Start of Information

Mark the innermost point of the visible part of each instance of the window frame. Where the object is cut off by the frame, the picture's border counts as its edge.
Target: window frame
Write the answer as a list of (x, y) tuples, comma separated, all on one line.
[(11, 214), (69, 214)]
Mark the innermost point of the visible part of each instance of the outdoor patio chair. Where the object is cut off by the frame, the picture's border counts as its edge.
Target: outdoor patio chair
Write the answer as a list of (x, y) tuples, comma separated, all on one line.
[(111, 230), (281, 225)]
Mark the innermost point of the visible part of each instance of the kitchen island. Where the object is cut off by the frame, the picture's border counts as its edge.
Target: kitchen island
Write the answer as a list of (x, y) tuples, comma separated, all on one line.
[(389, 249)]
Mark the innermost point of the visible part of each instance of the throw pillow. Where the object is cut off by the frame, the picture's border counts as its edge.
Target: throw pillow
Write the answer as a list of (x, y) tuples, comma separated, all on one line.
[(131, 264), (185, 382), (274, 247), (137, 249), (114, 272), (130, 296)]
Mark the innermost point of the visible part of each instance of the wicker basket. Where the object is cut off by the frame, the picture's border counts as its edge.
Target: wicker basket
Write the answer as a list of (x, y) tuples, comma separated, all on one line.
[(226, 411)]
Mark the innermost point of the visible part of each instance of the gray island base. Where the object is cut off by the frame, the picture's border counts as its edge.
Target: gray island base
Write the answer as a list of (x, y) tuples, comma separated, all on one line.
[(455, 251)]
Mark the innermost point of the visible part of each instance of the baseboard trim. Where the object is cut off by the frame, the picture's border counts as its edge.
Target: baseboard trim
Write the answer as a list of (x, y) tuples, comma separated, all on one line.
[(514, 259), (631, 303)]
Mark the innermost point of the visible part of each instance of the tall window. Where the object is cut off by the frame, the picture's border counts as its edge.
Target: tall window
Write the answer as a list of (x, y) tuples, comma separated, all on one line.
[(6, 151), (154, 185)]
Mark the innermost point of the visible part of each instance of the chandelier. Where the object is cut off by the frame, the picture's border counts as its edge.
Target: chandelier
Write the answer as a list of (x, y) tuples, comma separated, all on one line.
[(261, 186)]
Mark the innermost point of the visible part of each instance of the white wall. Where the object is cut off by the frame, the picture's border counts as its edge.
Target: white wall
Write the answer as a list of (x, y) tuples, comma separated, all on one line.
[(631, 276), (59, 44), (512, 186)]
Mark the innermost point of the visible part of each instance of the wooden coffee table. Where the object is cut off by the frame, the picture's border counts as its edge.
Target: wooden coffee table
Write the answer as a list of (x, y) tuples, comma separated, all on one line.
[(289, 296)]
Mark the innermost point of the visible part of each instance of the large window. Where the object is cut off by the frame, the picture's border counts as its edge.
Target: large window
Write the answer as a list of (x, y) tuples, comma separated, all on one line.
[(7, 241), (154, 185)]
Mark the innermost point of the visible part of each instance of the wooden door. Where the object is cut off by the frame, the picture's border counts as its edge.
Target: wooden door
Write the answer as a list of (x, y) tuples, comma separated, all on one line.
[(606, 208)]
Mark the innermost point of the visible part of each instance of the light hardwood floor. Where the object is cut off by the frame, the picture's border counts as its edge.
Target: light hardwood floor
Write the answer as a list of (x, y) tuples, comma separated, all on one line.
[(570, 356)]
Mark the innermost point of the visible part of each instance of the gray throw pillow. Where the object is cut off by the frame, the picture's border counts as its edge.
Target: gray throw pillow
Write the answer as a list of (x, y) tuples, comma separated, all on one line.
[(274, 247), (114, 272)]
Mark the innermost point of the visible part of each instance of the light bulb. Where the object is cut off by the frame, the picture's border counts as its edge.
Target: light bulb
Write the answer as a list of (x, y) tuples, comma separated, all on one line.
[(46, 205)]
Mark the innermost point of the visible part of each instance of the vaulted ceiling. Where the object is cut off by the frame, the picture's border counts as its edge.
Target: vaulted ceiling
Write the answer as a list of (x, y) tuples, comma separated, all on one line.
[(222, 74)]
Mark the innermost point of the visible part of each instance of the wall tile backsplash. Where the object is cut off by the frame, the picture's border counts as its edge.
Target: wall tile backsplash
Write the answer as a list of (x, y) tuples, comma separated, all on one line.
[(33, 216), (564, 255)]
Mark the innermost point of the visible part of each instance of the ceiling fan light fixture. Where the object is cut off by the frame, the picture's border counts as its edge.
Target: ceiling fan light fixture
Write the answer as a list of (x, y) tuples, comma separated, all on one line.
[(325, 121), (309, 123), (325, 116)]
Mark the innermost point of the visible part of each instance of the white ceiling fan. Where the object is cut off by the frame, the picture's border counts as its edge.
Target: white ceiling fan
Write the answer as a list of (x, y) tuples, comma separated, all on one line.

End of Information

#### Description of the task
Search the records for the string "white" and report each line that has it.

#### Written answer
Mark the innermost point of the visible part of each instance of the white wall. Where the object is cut off by the frame, the picture's border counts as its edge.
Target: white wall
Mark the innermost point of the visible part of each instance of the white ceiling fan. Where the object is cut off by the frame, the picture's border counts as its edge.
Target: white ceiling fan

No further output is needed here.